==== DATA
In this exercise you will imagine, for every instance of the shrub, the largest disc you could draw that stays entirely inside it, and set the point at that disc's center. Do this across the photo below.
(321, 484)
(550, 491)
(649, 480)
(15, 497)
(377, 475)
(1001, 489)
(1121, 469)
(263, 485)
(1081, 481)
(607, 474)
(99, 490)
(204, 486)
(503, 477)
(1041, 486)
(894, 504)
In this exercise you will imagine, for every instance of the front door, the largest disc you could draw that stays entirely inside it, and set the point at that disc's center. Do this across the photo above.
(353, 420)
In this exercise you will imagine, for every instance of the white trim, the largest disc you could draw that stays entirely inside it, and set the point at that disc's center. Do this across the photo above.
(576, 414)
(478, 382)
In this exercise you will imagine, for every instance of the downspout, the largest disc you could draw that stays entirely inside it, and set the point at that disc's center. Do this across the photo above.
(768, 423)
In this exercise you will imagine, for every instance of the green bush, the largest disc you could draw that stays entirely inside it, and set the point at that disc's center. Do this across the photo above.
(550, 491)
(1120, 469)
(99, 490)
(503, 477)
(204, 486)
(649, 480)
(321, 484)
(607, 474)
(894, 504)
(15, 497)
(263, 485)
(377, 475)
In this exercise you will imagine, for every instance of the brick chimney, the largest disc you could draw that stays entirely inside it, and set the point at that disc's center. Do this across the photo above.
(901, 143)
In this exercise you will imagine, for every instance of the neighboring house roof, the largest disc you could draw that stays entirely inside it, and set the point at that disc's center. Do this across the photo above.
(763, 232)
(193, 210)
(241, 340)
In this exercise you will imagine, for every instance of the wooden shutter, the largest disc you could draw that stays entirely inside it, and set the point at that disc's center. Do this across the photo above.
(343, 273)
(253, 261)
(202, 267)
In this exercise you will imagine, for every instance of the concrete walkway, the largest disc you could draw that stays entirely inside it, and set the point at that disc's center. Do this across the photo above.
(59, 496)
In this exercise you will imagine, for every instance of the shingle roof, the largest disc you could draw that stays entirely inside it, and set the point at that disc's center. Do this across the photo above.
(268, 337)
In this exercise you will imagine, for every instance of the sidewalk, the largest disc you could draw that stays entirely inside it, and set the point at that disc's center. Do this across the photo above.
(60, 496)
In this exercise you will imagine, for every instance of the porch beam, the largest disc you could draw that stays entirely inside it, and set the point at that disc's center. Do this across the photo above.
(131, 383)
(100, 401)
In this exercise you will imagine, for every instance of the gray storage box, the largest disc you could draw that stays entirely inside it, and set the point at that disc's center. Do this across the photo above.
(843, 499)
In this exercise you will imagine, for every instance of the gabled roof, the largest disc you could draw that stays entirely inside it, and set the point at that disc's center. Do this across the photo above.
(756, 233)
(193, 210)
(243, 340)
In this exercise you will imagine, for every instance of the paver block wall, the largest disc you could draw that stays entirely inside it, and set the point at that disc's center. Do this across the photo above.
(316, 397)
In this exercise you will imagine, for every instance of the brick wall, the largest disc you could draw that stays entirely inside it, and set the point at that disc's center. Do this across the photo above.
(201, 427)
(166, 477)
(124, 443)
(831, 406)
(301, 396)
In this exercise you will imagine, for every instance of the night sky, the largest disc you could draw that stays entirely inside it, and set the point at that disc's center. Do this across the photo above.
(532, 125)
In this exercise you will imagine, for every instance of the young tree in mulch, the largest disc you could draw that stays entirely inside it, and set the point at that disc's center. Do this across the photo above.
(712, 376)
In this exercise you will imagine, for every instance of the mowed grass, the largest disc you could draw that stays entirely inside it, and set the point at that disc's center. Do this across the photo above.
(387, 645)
========
=== PROBLEM DETAILS ===
Copy the data above word for word, starting with the line that contains "of the night" and running through the end of the data, both ends included.

=== OUTPUT BELOW ===
In this exercise you will imagine, for every instance of the night sky, the largest disc you could draw that stays entirely inside it, and set the point at that disc's center. Do this across the photo above.
(532, 125)
In this exercise you will imagine, for every instance of the young tree in mulch, the largest disc you could draw that stays entirely inside it, and set the point at that disc's center. Do this across the photo above.
(712, 376)
In this exercise you will imagine, for every instance of the mowed grass, the largest disc you could draw that stays entirely inside it, and set the point at that disc's center. Do this across the photo above.
(387, 645)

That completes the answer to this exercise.